EXERCISE: In the material below, identify each line bearing the word "girl". Reproduce those lines.

PROVIDED DATA:
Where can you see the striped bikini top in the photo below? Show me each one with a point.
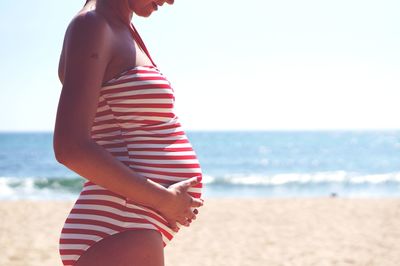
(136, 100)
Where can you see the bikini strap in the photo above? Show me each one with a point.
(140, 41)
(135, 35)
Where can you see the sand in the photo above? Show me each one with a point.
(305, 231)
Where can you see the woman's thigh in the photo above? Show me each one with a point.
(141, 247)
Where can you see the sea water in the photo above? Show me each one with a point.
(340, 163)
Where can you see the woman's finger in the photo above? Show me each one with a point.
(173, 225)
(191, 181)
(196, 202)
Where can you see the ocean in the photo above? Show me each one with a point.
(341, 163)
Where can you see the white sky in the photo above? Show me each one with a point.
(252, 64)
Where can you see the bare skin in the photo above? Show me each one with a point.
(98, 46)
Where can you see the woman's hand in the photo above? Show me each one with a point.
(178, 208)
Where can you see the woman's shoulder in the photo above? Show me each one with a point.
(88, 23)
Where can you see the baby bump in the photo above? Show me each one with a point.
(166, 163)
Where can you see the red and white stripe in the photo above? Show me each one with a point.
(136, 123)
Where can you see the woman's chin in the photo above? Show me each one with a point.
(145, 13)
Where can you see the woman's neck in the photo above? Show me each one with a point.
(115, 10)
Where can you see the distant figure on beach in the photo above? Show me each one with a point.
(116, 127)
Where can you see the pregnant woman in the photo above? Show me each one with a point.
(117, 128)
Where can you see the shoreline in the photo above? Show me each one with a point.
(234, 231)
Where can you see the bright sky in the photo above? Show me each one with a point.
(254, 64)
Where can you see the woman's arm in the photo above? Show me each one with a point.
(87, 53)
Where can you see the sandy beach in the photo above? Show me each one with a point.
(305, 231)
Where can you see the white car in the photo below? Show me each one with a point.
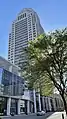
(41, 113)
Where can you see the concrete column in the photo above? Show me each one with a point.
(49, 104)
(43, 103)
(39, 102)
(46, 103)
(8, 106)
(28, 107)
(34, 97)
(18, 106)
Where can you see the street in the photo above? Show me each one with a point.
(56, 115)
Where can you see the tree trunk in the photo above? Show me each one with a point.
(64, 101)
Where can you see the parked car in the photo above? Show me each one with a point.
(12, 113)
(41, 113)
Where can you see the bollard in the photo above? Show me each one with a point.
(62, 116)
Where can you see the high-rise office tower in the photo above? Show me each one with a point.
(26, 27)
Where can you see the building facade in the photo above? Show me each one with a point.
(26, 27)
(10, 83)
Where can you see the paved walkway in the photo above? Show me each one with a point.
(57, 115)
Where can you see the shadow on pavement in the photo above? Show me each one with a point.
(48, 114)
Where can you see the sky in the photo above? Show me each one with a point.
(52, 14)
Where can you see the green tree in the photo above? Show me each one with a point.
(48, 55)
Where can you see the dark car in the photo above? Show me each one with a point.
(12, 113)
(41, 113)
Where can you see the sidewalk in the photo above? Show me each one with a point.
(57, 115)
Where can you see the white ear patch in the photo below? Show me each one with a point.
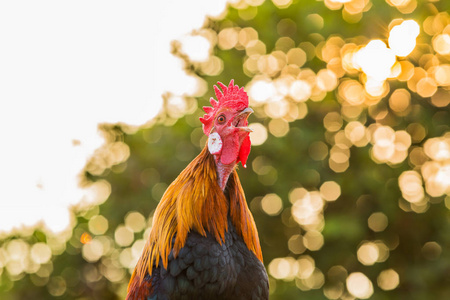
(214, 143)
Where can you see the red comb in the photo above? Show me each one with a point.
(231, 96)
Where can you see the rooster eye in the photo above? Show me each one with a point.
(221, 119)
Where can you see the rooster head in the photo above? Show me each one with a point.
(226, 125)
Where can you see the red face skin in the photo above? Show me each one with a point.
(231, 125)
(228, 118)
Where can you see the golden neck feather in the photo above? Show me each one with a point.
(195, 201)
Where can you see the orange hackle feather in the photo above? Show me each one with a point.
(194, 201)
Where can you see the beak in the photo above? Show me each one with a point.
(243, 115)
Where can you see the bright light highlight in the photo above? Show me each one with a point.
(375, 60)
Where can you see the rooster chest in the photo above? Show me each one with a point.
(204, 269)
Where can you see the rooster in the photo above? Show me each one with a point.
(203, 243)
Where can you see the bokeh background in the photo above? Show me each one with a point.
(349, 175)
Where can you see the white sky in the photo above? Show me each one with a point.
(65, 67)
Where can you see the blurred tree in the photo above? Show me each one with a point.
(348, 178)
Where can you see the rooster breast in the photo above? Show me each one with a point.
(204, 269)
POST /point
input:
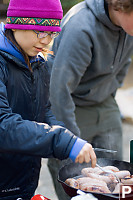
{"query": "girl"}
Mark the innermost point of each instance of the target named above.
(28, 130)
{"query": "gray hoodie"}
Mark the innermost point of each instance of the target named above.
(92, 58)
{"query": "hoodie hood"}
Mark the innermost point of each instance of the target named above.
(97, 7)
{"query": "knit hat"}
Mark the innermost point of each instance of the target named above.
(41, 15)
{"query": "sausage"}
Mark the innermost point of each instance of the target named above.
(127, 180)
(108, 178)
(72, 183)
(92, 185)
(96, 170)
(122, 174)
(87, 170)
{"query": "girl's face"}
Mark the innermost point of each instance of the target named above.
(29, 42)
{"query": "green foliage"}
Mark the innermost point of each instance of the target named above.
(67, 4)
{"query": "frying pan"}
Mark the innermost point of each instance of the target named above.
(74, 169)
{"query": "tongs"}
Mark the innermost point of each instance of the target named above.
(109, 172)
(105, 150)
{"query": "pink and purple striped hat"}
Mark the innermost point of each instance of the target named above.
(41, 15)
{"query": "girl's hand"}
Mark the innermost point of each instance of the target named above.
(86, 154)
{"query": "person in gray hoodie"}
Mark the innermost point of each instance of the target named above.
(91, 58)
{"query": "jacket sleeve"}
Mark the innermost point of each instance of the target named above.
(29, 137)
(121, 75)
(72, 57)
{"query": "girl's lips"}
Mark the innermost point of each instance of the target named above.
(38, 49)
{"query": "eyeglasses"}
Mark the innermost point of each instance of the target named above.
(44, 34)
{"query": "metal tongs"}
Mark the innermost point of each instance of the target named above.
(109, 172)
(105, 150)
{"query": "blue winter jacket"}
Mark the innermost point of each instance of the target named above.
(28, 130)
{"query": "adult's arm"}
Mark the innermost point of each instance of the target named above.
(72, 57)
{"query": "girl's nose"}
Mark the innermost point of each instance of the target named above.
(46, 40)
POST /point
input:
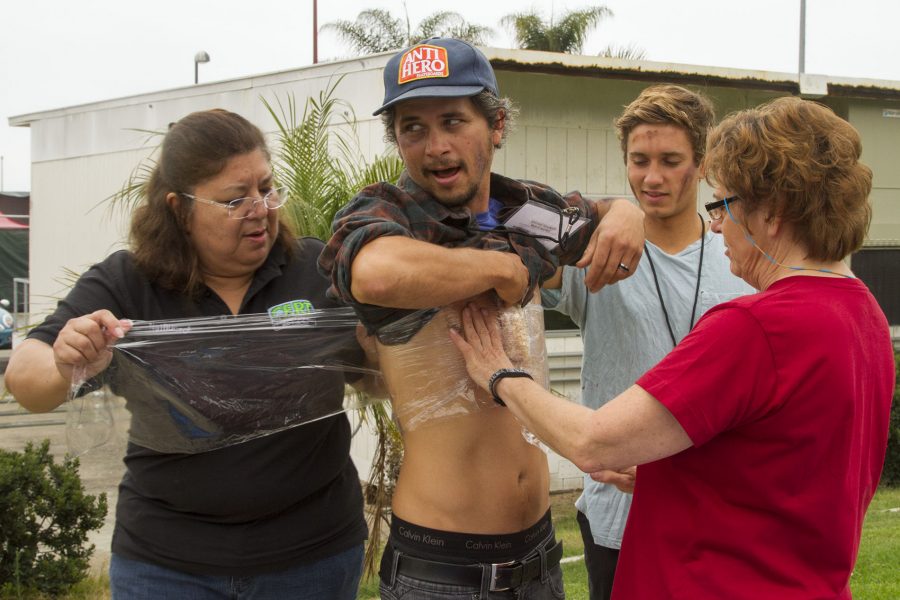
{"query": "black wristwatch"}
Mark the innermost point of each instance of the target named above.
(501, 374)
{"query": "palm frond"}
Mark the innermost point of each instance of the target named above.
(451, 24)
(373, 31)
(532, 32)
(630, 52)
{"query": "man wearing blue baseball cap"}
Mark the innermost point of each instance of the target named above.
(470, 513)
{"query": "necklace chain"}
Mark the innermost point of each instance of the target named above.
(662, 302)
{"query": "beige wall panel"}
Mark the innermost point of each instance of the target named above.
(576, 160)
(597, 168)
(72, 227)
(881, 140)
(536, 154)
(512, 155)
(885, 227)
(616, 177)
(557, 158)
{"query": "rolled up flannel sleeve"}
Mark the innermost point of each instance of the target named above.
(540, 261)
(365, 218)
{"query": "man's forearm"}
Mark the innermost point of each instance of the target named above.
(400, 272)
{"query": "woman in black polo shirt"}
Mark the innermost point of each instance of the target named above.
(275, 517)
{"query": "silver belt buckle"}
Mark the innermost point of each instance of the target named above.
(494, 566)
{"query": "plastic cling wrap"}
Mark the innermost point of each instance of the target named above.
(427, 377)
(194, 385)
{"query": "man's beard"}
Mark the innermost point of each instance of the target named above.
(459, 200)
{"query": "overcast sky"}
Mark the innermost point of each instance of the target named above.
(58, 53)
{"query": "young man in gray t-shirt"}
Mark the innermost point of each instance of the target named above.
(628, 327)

RESPONSE TO THE EXERCISE:
{"query": "girl"}
{"query": "girl's face"}
{"query": "girl's hand"}
{"query": "girl's lips"}
{"query": "girl's nose"}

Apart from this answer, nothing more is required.